■ The task ■
Write out the lines below word for word, omitting the pictures.

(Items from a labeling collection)
____________

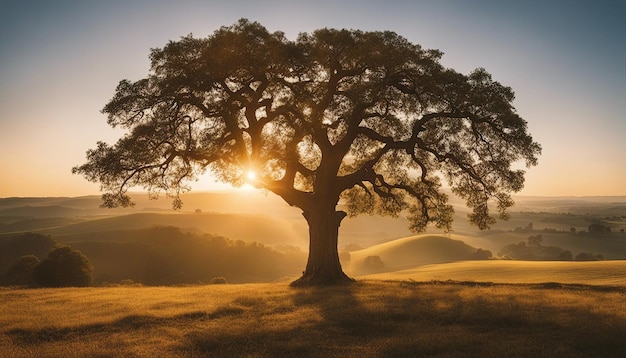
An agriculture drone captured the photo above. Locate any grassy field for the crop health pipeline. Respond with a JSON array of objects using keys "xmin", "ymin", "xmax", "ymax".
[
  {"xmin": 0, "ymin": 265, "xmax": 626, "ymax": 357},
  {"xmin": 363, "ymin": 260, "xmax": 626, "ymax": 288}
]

____________

■ Response ■
An agriculture drone captured the photo above. Locate any grassy field for the crop health pipeline. Respond with a JSON array of objects using keys "xmin", "ymin", "xmax", "ymax".
[
  {"xmin": 0, "ymin": 265, "xmax": 626, "ymax": 357},
  {"xmin": 363, "ymin": 260, "xmax": 626, "ymax": 288}
]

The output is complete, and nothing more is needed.